*** Extracted material Section Begins ***

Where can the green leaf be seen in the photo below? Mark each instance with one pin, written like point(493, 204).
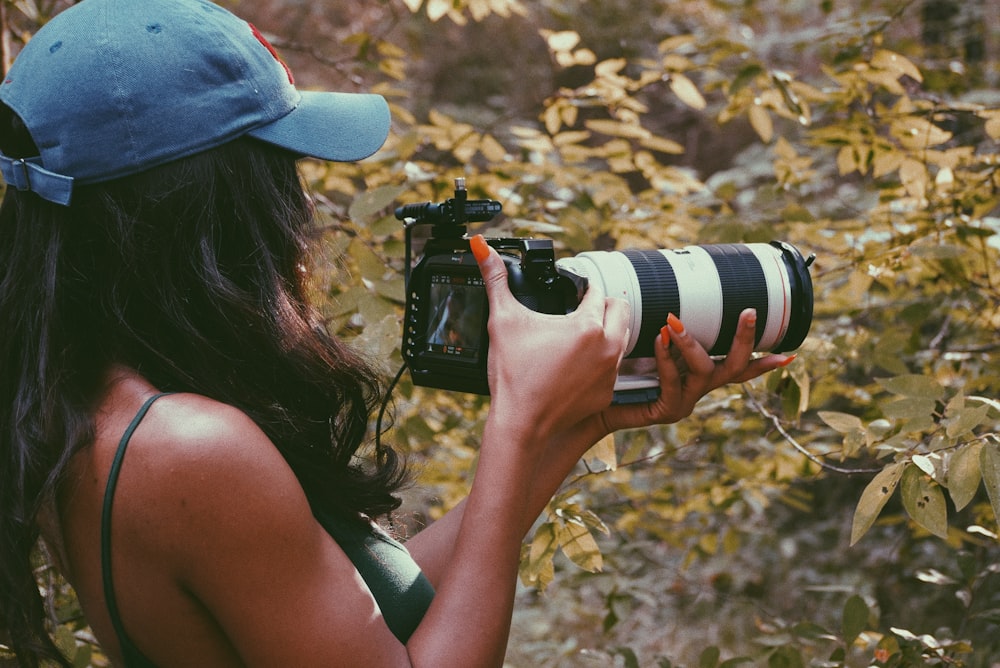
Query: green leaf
point(843, 423)
point(924, 501)
point(913, 385)
point(855, 619)
point(909, 407)
point(964, 474)
point(874, 498)
point(989, 465)
point(537, 569)
point(965, 420)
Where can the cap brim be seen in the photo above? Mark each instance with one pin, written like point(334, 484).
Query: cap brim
point(331, 126)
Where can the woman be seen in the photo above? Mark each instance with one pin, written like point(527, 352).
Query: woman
point(177, 426)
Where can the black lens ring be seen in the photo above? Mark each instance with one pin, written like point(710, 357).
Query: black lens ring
point(744, 285)
point(658, 294)
point(801, 295)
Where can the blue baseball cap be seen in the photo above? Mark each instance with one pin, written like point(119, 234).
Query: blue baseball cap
point(109, 88)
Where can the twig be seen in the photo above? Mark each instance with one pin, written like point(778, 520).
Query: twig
point(776, 421)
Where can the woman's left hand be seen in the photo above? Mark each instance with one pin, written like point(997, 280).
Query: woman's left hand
point(687, 373)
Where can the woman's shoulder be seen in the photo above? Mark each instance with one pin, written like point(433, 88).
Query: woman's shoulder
point(192, 463)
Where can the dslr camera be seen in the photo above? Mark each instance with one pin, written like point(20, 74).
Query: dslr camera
point(445, 339)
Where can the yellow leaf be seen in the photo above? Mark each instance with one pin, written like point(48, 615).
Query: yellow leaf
point(491, 149)
point(604, 451)
point(993, 125)
point(963, 474)
point(553, 119)
point(579, 545)
point(846, 160)
point(562, 40)
point(610, 67)
point(686, 91)
point(886, 162)
point(889, 60)
point(437, 8)
point(913, 175)
point(584, 57)
point(761, 122)
point(874, 498)
point(617, 129)
point(662, 145)
point(924, 502)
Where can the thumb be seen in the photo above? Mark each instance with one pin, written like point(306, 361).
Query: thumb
point(493, 269)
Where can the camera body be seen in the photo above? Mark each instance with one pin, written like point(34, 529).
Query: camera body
point(444, 334)
point(445, 339)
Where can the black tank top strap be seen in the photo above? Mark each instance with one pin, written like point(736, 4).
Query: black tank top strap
point(132, 657)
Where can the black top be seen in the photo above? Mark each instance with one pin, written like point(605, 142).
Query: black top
point(401, 590)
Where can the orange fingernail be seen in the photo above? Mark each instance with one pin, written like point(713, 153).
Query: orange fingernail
point(480, 249)
point(791, 358)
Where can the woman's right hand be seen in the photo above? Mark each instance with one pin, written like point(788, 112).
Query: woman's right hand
point(550, 371)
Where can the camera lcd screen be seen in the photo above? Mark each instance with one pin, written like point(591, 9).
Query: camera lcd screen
point(458, 311)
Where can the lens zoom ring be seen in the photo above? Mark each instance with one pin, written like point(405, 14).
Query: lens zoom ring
point(743, 286)
point(658, 295)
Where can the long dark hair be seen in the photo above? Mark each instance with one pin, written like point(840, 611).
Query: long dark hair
point(193, 274)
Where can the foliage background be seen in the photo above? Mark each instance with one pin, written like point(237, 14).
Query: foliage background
point(841, 512)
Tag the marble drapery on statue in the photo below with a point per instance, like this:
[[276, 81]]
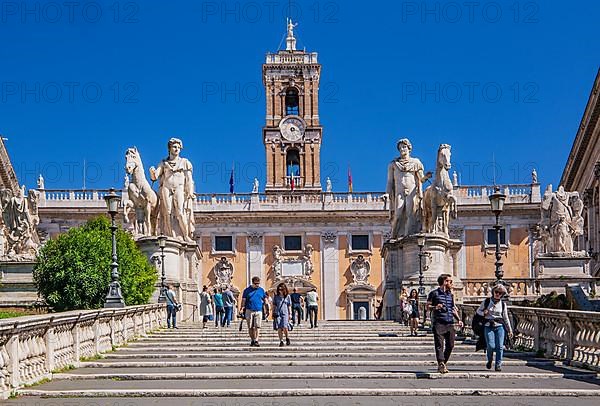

*** Extracted material Section Ends ***

Work instruction
Could you restate every record above word for word, dropping the pictures?

Your response
Where can the green leaf be seen in the photo below? Mark each instance with one pin, written like point(493, 204).
Query: green leaf
point(843, 423)
point(924, 501)
point(913, 385)
point(855, 619)
point(909, 407)
point(964, 474)
point(874, 498)
point(989, 465)
point(537, 569)
point(965, 420)
Where can the cap brim be seen in the photo above? Mark each instance with one pin, written like point(334, 484).
Query: cap brim
point(331, 126)
Where can the woman be seen in the photo above? Mark each instance with one pin, written like point(527, 352).
Query: woman
point(177, 426)
Where can the black lens ring be seen in the photo above? Mark each instance with one pin, written like point(710, 357).
Query: black lens ring
point(744, 285)
point(658, 294)
point(801, 295)
Where can the blue baseball cap be seen in the photo above? Mark each instance with one pin, written like point(119, 234).
Query: blue baseball cap
point(109, 88)
Where can the twig be seen in the photo above? Mark each instance with one pin, written like point(778, 520).
Query: twig
point(776, 421)
Where can the woman's left hand be seen in the photo above? Mark each instance with one pin, written like point(997, 280).
Query: woman's left hand
point(687, 373)
Where can the woman's shoulder be seen in the photo above? Mark each instance with one pin, written like point(433, 88).
Query: woman's shoulder
point(192, 463)
Where can the dslr camera be seen in the photo above? Mark each instance with one pin, written like point(20, 74).
Query: dslr camera
point(445, 339)
Where can the yellow leaf be seen in the photo above? Mark each instance with one pin, written like point(48, 615).
Query: yellow leaf
point(491, 149)
point(604, 451)
point(993, 125)
point(963, 474)
point(553, 119)
point(579, 545)
point(846, 160)
point(562, 40)
point(610, 67)
point(686, 91)
point(886, 162)
point(889, 60)
point(437, 8)
point(913, 175)
point(584, 57)
point(761, 122)
point(874, 498)
point(617, 129)
point(662, 145)
point(924, 502)
Where can the thumb be seen in the photo above? Mark each instance with one pin, written like point(306, 361).
Query: thumb
point(493, 269)
Where can the camera body be seen in the photo above? Mark each instance with one pin, written like point(34, 529).
Query: camera body
point(444, 334)
point(445, 339)
Where can the black tank top strap be seen in the photo above? Mark each instance with one pin, written like point(736, 4).
Query: black tank top strap
point(132, 657)
Where can the black top be seen in the photo above? Mark each instance with one pin, written like point(605, 142).
Query: black top
point(401, 590)
Where can the orange fingernail be seen in the photo above? Mark each instance with one pin, written like point(713, 153).
Query: orange fingernail
point(480, 249)
point(791, 358)
Where can the woman's right hand be seen in the photo above? Mark each instance with one pin, written like point(788, 112).
Query: woman's right hand
point(550, 371)
Where can the camera lcd screen be seen in the photo above? Mark each instance with one pin, written like point(591, 9).
Query: camera lcd screen
point(458, 311)
Where can the lens zoom ring be seen in the photo above? Mark each instance with one pin, written like point(405, 14).
Query: lens zoom ring
point(743, 286)
point(658, 295)
Where can the long dark hair be seen in the photo above? Mark each instance with one pin, written like point(840, 611).
Query: long dark hair
point(193, 274)
Where can the foliage background be seen in the photo above? Mark each instance with one pin, written like point(237, 14).
Query: foliage background
point(841, 512)
Tag the marble drapery on statue in the photo below with a point per instance, like this:
[[276, 81]]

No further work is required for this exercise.